* _What this task involves_:
Please render every row below as a two-column CSV headed "text" and "answer", with one line per row and each row's text and answer in one quoted field with line breaks turned into spaces. Leave the pictures out.

Stored records

====================

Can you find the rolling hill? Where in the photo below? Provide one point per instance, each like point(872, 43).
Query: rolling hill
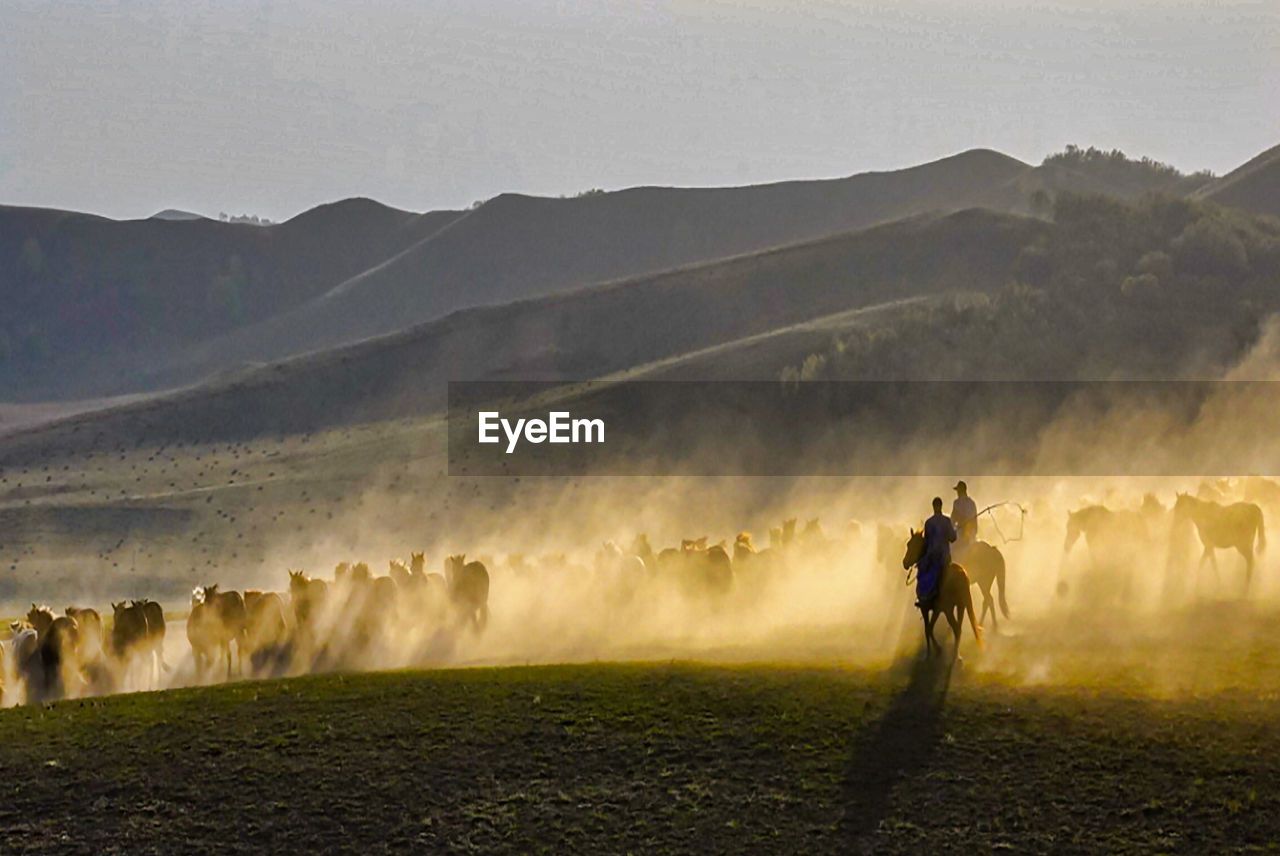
point(1253, 186)
point(581, 334)
point(101, 307)
point(88, 298)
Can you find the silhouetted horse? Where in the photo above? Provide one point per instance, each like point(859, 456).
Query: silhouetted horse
point(137, 639)
point(952, 599)
point(54, 663)
point(469, 589)
point(1224, 526)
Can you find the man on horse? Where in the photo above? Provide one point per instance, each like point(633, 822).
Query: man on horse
point(964, 515)
point(938, 535)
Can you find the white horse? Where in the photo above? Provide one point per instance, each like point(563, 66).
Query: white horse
point(17, 657)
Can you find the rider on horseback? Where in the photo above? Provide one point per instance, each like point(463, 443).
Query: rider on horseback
point(964, 515)
point(938, 535)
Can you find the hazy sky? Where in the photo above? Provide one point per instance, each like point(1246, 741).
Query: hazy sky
point(270, 108)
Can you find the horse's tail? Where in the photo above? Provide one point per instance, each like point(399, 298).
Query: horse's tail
point(1000, 582)
point(973, 619)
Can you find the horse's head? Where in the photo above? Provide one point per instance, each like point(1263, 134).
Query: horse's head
point(1073, 530)
point(41, 618)
point(914, 549)
point(1184, 503)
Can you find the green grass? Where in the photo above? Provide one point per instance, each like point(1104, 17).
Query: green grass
point(602, 759)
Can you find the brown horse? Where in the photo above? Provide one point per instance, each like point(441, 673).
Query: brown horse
point(216, 619)
point(54, 668)
point(90, 637)
point(469, 589)
point(1223, 527)
point(952, 599)
point(986, 567)
point(137, 639)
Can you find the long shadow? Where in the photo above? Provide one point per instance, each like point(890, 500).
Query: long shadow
point(896, 747)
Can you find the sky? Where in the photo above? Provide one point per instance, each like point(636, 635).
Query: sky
point(269, 108)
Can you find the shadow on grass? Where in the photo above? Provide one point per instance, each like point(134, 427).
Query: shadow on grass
point(894, 749)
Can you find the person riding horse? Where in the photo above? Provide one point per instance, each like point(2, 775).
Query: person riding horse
point(938, 535)
point(964, 516)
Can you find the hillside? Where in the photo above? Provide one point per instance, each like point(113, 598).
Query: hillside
point(1253, 186)
point(88, 300)
point(105, 307)
point(580, 334)
point(517, 246)
point(639, 758)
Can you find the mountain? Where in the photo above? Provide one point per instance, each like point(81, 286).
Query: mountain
point(176, 214)
point(99, 307)
point(519, 246)
point(1253, 186)
point(90, 300)
point(586, 333)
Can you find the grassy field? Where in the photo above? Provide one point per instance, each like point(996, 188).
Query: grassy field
point(641, 758)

====================

* _The reply_:
text,answer
"Can you find the rolling hill? Where in the photo below? Provide one point per instance, each like point(872, 43). Query: rolling hill","point(1253, 186) point(581, 334) point(101, 307) point(88, 298)"
"Can you find the silhouetted horse? Where in the photo above? Provide one point per instance, each like point(859, 456). Query: silhouetted horse","point(137, 639) point(952, 599) point(54, 663) point(469, 589) point(1224, 526)"
"Can you find the man on horse? Where in the photo above? Provide one point per instance, each like point(633, 822). Query: man on horse","point(964, 515) point(938, 535)"
"Can you find the white horse? Where in the photo above? Provide one point per instance, each like point(563, 66). Query: white horse","point(17, 657)"
"Can you find the rider on horseback? Where in the photo above? Provide one point per instance, each like point(463, 443). Query: rider on horseback","point(964, 515) point(938, 535)"
"Can you find the hazy sky? Where in the photo above? Provide one point per instance, each like point(1246, 741). Query: hazy sky","point(270, 108)"
"Can you find the horse's tail? Where in the photo above? Provide one point per instance, each like point(399, 298). Query: horse's tail","point(1000, 582) point(973, 619)"
"Can you find the horse's head? Where in the photo above? Provide one point per instance, each like point(1263, 134). Query: horse's head","point(1073, 530) point(41, 618) point(914, 549) point(1184, 503)"
"Can you find the green grass? Where in the photo above? Provide one point per instance, each like point(1104, 17). Query: green grass","point(602, 759)"
"Can you find the brown horse? Where in the photo above? Provide one point per instance, each like point(441, 673). Query: brown horse","point(216, 619) point(54, 668) point(90, 637) point(469, 589) point(1223, 527) point(952, 599) point(986, 567) point(137, 639)"
"Can you find the long shadow? Where in the photo above? Provide one point per instance, each like point(890, 500). Query: long shadow","point(896, 747)"
"Can you find the sky? Where in the photo above? Provide one point per instance, each like point(636, 635). Query: sky","point(269, 108)"
"Can you find the shadow on grass? Where in the photo above? Provide one point per instance, each like point(134, 427). Query: shadow on grass","point(894, 749)"
"Can you find the person riding horse? Where in the photo above? Provide one point per instance, each like point(2, 775). Query: person riding horse","point(938, 535) point(964, 516)"
"Can you find the hillside? Where in the photo above? Provide one point per instance, each like point(113, 598). Query: hillside","point(1253, 186) point(88, 300) point(105, 307) point(580, 334) point(517, 246) point(639, 758)"
"Can you find the mountain? Where in the photo above? Provide one point per instance, each like point(81, 286). Query: mountain","point(176, 214) point(99, 307) point(519, 246) point(1253, 186) point(90, 300) point(586, 333)"
"Can you find the grassy field? Where in the photo above? Provide one point per instance, each like point(996, 188). Query: grassy field","point(641, 758)"